» **PROMPT 1**
Recast every line of the entries that follow the cluster.optim documentation below as a Markdown table with the columns Row and Line, numbering the rows and leaving out blank lines.

» **EXTRACT PROVIDED**
Determines the optimal number of clusters for functional k-means clustering using various criteria: elbow method, silhouette score, or Calinski-Harabasz index.
Usage
cluster.optim(
fdataobj,
ncl.range = 2:10,
criterion = c("silhouette", "CH", "elbow"),
metric = "L2",
max.iter = 100,
nstart = 10,
seed = NULL,
...
)Arguments
- fdataobj
An object of class 'fdata'.
- ncl.range
Range of number of clusters to evaluate. Default is 2:10.
- criterion
Criterion to use for selecting optimal k:
- "silhouette"
Mean silhouette coefficient (default). Higher is better.
- "CH"
Calinski-Harabasz index. Higher is better.
- "elbow"
Within-cluster sum of squares. Look for elbow in plot.
- metric
Either a string ("L2", "L1", "Linf") or a metric function.
- max.iter
Maximum iterations for k-means (default 100).
- nstart
Number of random starts (default 10).
- seed
Random seed for reproducibility.
- ...
Additional arguments passed to cluster.kmeans.
Value
A list of class 'cluster.optim' with components:
- optimal.k
Optimal number of clusters based on criterion
- criterion
Name of criterion used
- scores
Vector of criterion values for each k
- ncl.range
Range of k values tested
- models
List of cluster.kmeans objects for each k
- best.model
The cluster.kmeans object for optimal k
Details
Silhouette score: Measures how similar each curve is to its own cluster compared to other clusters. Values range from -1 to 1, with higher being better. Optimal k maximizes the mean silhouette.

» **PROVIDED RECORDS**

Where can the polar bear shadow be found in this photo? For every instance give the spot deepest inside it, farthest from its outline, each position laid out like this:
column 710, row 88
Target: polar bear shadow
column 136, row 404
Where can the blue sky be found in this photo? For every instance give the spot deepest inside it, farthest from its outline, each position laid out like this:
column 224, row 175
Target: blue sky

» **PROMPT 2**
Using the cluster.optim documentation above, say whether each statement agrees with it. Answer yes or no for each, and quote the deciding words. (a) The silhouette criterion is the default. (b) The default value of max.iter is 50. (c) Silhouette values range from 0 to 1.

» **CORRECT OUTPUT 1**
| Row | Line |
|---|---|
| 1 | Where can the polar bear shadow be found in this photo? For every instance give the spot deepest inside it, farthest from its outline, each position laid out like this: |
| 2 | column 710, row 88 |
| 3 | Target: polar bear shadow |
| 4 | column 136, row 404 |
| 5 | Where can the blue sky be found in this photo? For every instance give the spot deepest inside it, farthest from its outline, each position laid out like this: |
| 6 | column 224, row 175 |
| 7 | Target: blue sky |

» **CORRECT OUTPUT 2**
(a) Yes: "Mean silhouette coefficient (default)."
(b) No: "Maximum iterations for k-means (default 100)."
(c) No: "Values range from -1 to 1"